(Spatial localization data)

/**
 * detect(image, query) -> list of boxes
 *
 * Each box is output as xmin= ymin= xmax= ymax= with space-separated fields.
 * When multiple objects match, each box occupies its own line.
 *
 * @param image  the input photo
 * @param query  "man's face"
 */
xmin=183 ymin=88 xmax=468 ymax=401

What is needed:
When the entries above are retyped, each line must stay exactly as it is.

Reply:
/**
 * detect(image, query) -> list of boxes
 *
 * Each box is output as xmin= ymin= xmax= ymax= with space-separated fields.
 * When multiple objects match, each box occupies its own line.
 *
 * @param image  the input photo
 * @param query  "man's face"
 */
xmin=183 ymin=88 xmax=468 ymax=401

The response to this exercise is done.